Source:

════════════════════

I am accepting user input in the form of 8 hexadecimal digits. I want to interpret those 8 digits as an IEEE 754 32-bit floating point number and will print out information about that number.

here is my output:

IEEE 754 32-bit floating point

byte order: little-endian

>7fffffff

0x7FFFFFFF
signBit 0, expbits 255, fractbits 0x007FFFFF
normalized:   exp = 128
SNaN

>40000000

0x40000000
signBit 0, expbits 128, fractbits 0x00000000
normalized:   exp = 1

>0

0x00000000
signBit 0, expbits 0, fractbits 0x00000000
+zero

here is the code..

#include <stdio.h>
#include <stdlib.h>

int main(int argc, char *argv[])
{


int HexNumber;
int tru_exp =0;
int stored_exp;
int negative;
int exponent;
int mantissa;

printf("IEEE 754 32-bit floating point");


int a = 0x12345678;
unsigned char *c = (unsigned char*)(&a);
if (*c == 0x78)
{
    printf("\nbyte order: little-endian\n");
}
else
{
    printf("\nbyte order: big-endian\n");
}

do{

printf("\n>");
scanf("%x", &HexNumber);

    printf("\n0x%08X",HexNumber);

negative = !!(HexNumber & 0x80000000);
exponent = (HexNumber & 0x7f800000) >> 23;
mantissa = (HexNumber & 0x007FFFFF);


printf("\nsignBit %d, ", negative);
printf("expbits %d, ", exponent);
printf("fractbits 0x%08X", mantissa);
//  "%#010x, ", mantissa);

if(exponent == 0)
{
    if(mantissa != 0)
    {
        printf("\ndenormalized  ");
    }
}
else{
    printf("\nnormalized:   ");
    tru_exp = exponent - 127;
    printf("exp = %d", tru_exp);
}

if(exponent == 0 && mantissa == 0 && negative == 1)
{

    printf("\n-zero");

}

if(exponent ==0 && mantissa == 0 && negative == 0)
{
 printf("\n+zero");
}



if(exponent == 255 && mantissa != 0 && negative == 1)
{

    printf("\nQNaN");

}

   if(exponent == 255 && mantissa != 0 && negative == 0)
{

    printf("\nSNaN");

}

if(exponent == 0xff && mantissa == 0 && negative == 1)
{
    printf("\n-infinity");
}

if(exponent == 0xff && mantissa == 0 && negative == 0)
{
    printf("\n+infinity");
}


    printf("\n");
}while(HexNumber != 0);



return 0;
  }

I dont think the de normalized is right?

════════════════════

Data excerpts:
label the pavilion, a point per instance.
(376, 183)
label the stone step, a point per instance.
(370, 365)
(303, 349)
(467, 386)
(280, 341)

════════════════════

Exercises to complete:
(a) Which variables are declared inside the body of main in the floating-point post's code?
(b) Can you carry the floating-point post on past its last line?
The records have no connection to the floating-point post.

Task-by-task outputs:
(a) HexNumber, tru_exp, stored_exp, negative, exponent, mantissa, a, c

(b)
share|improve this question
2  
Indentation is your friend... –  AJ. Jan 30 '10 at 19:55
2  
FYI this site is super-useful: babbage.cs.qc.edu/IEEE-754 –  Adam Rosenfield Mar 9 '11 at 3:07

1 Answer 1

up vote 5 down vote accepted

Generally, you're pretty close. Some comments:

  • 0x7fffffff is a quiet NaN, not a signaling NaN. The signbit does not determine whether or not a NaN is quiet; rather it is the leading bit of the significand (the preferred term for what you call "mantissa") field. 0xffbfffff is a signaling NaN, for example.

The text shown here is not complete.